▶ [Description of the task]:
Update the stretch of rows from the line containing "of the stage" through the end of the rows by replacing "desk surface" with "writing surface", and leave everything else unchanged. Leave the pictures out of your answer.

[start Raw records]

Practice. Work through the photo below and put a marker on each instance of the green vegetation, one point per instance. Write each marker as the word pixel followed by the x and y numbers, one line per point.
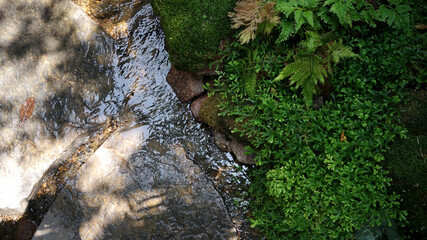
pixel 320 172
pixel 318 87
pixel 193 29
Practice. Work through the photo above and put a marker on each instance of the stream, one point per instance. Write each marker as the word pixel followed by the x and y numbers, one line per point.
pixel 158 176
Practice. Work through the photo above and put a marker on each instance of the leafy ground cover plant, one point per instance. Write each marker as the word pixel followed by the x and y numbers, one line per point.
pixel 306 19
pixel 311 183
pixel 319 172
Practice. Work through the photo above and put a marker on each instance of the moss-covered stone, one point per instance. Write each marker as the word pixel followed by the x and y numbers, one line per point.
pixel 209 114
pixel 406 162
pixel 193 30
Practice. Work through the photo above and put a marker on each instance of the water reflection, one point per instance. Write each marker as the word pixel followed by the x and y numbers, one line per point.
pixel 39 51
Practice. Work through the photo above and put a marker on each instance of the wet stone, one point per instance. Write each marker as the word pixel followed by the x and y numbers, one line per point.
pixel 173 200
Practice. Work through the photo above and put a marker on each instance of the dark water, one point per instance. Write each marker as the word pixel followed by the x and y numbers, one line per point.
pixel 160 176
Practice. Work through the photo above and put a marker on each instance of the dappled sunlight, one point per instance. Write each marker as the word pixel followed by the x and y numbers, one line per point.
pixel 38 46
pixel 110 161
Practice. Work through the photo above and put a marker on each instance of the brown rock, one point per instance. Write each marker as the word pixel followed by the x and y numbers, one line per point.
pixel 186 85
pixel 221 141
pixel 196 105
pixel 26 230
pixel 239 151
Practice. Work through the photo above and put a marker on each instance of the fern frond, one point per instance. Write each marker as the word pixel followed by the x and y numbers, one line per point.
pixel 340 51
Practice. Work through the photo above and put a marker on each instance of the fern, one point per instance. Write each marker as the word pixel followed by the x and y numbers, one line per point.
pixel 301 15
pixel 312 63
pixel 255 16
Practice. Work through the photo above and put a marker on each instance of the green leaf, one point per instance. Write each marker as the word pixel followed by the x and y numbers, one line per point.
pixel 309 17
pixel 287 29
pixel 341 11
pixel 299 19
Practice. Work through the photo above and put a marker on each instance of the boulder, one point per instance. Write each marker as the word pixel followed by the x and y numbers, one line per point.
pixel 196 105
pixel 221 141
pixel 239 151
pixel 186 85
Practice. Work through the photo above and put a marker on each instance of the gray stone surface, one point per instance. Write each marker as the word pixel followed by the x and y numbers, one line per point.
pixel 163 197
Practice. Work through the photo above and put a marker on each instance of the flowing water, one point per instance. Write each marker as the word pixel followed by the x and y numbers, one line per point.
pixel 159 176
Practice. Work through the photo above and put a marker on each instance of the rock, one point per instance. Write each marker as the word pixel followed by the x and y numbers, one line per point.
pixel 221 141
pixel 196 105
pixel 157 197
pixel 26 230
pixel 186 85
pixel 239 151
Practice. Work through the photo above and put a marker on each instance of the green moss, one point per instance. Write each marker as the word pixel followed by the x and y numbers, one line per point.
pixel 209 114
pixel 193 29
pixel 414 117
pixel 406 162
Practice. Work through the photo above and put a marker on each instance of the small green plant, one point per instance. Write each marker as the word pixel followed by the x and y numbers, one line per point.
pixel 313 62
pixel 255 16
pixel 311 15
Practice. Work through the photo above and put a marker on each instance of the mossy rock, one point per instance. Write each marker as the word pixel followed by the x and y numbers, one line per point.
pixel 209 114
pixel 193 30
pixel 414 117
pixel 406 162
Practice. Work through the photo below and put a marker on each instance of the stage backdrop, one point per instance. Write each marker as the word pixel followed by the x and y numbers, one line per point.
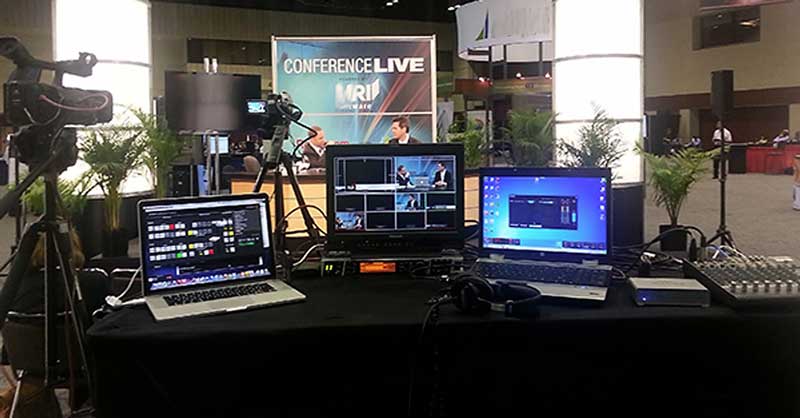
pixel 352 87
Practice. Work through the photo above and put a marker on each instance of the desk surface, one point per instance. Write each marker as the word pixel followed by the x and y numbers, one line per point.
pixel 347 350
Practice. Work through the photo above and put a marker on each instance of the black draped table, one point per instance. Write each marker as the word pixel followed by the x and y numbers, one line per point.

[end Raw records]

▶ [Result]:
Practice. Work through the photo below and put a marker on each instance of the stage backdrop, one point per instance. Write each marker as the word pixel followed by the x and y numbers, one line per point.
pixel 352 87
Practice. Work through the photo above and put a marker on each instance of the writing surface, one point per instance. Write each marker as the word pixel followed by the x and y numbers, one line per point.
pixel 347 350
Practice. Work through the photo above and put a marker on each instance of the black draped table, one point per instance. Write each marker as the word pixel followed by the x and y numbers, one line per point.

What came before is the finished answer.